Document text>
—————
1. Use persistent volumes with the Fjall data store. When a service restarts, it will be able to continue from its most recently stored block.
2. Use fully ephemeral storage and synchronize from other nodes in the network at launch. Fast sync can speed this up by trusting the network's most recent app state.
3. While not currently supported, we may choose to add a data storage backend that stores the full chain state in shared storage. See discussions in the storage page.

Version upgrades

Version upgrades represent a problem from Kolme, since the app logic is intrinsically linked with the version of the code. This is different from other smart contract chains, where the app logic lives in a binary blob--the contract code--which is separate from the underlying chain.

Our goal for version upgrades is to be explicit and provide a zero-downtime upgrade process. Each release of the code has a version string associated with it. Let's consider a case of a chain running version 0.1.0, and wanting to upgrade to 0.1.1.

The first problem is reproducibility of the chain state. Most likely, there will be subtle (or not-so-subtle) differences in the state produced by old and new versions of the code. We need to ensure old versions of the code are never used for processing new blocks, and new versions of the code are never used for processing old blocks.

Let's step through the process.

1. App team releases the first version of the chain, running version 0.1.0. This ships with a source code release at commit A. That commit is audited. Processors, listeners, and approvers build binaries (or get checksummed binaries that have been audited) and begin running the chain. The genesis block includes the information "running version 0.1.0."
—————
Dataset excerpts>
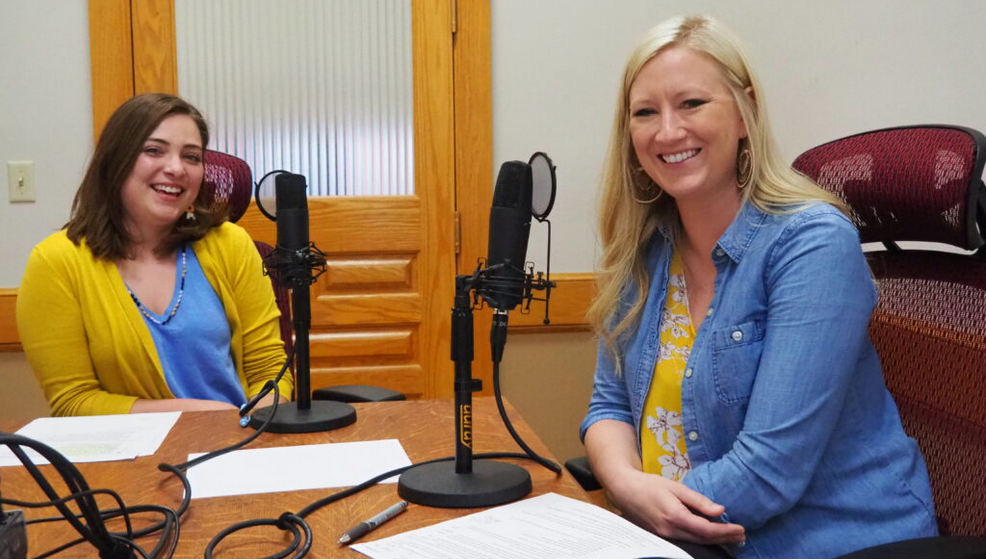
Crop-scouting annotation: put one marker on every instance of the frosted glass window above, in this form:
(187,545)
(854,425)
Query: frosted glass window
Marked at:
(317,87)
—————
Activities>
A – Set down the part of the Kolme upgrade notes starting at "3. While not" and ending at "the underlying chain.", word for word.
B – Extend the Kolme upgrade notes past their last sentence.

Task results>
A –
3. While not currently supported, we may choose to add a data storage backend that stores the full chain state in shared storage. See discussions in the storage page.

Version upgrades

Version upgrades represent a problem from Kolme, since the app logic is intrinsically linked with the version of the code. This is different from other smart contract chains, where the app logic lives in a binary blob--the contract code--which is separate from the underlying chain.

B –
2. The app team continues working on new features and passes the code to auditors for review. After changes, we end up with a final commit B, defining code version 0.1.1.
3. The app team creates a new commit based on the original commit A. This commit just includes a new config setting for "next code version is called 0.1.1 and is ready." Call this commit A1.
4. The processor, approver, and listener teams deploy binaries built from commit B. These binaries will launch and observe the network, but will not do anything yet.
5. Once all teams report the new clusters are ready, deploy code version A1 to the current running clusters.
6. Upon launch, the new processor will produce a special transaction, a "propose upgrade" transaction. This will specify that the processor is ready to upgrade to version 0.1.1.
7. Upon seeing that transaction, listeners and approvers will send their own "confirm upgrade" transactions, providing signatures that they are ready to upgrade and in agreement with the upgrade.
8. When a quorum of listeners and approvers confirm the upgrade, the processor will produce a final "upgrade initiated." From that moment, none of the nodes running code version 0.1.0 will perform any actions, and the nodes running code version 0.1.1 (from commit B) will immediately take over.
9. After confirming that the upgrade has gone through correctly, the old clusters can be spun down.

There are tweaks that could potentially be made to the plan above. For example, instead of running two different clusters, we could have a single cluster with a rollout strategy, and set up the new code versions to crash on the old code. As we develop out the DevOps scripts we use, we will update docs for our most up-to-date recommendations.

One final question here is how do the new nodes synchronize state with the old chain version. Firstly, we will need a guarantee that the data storage is backwards compatible. It must be possible for the new version of the code to load old state versions.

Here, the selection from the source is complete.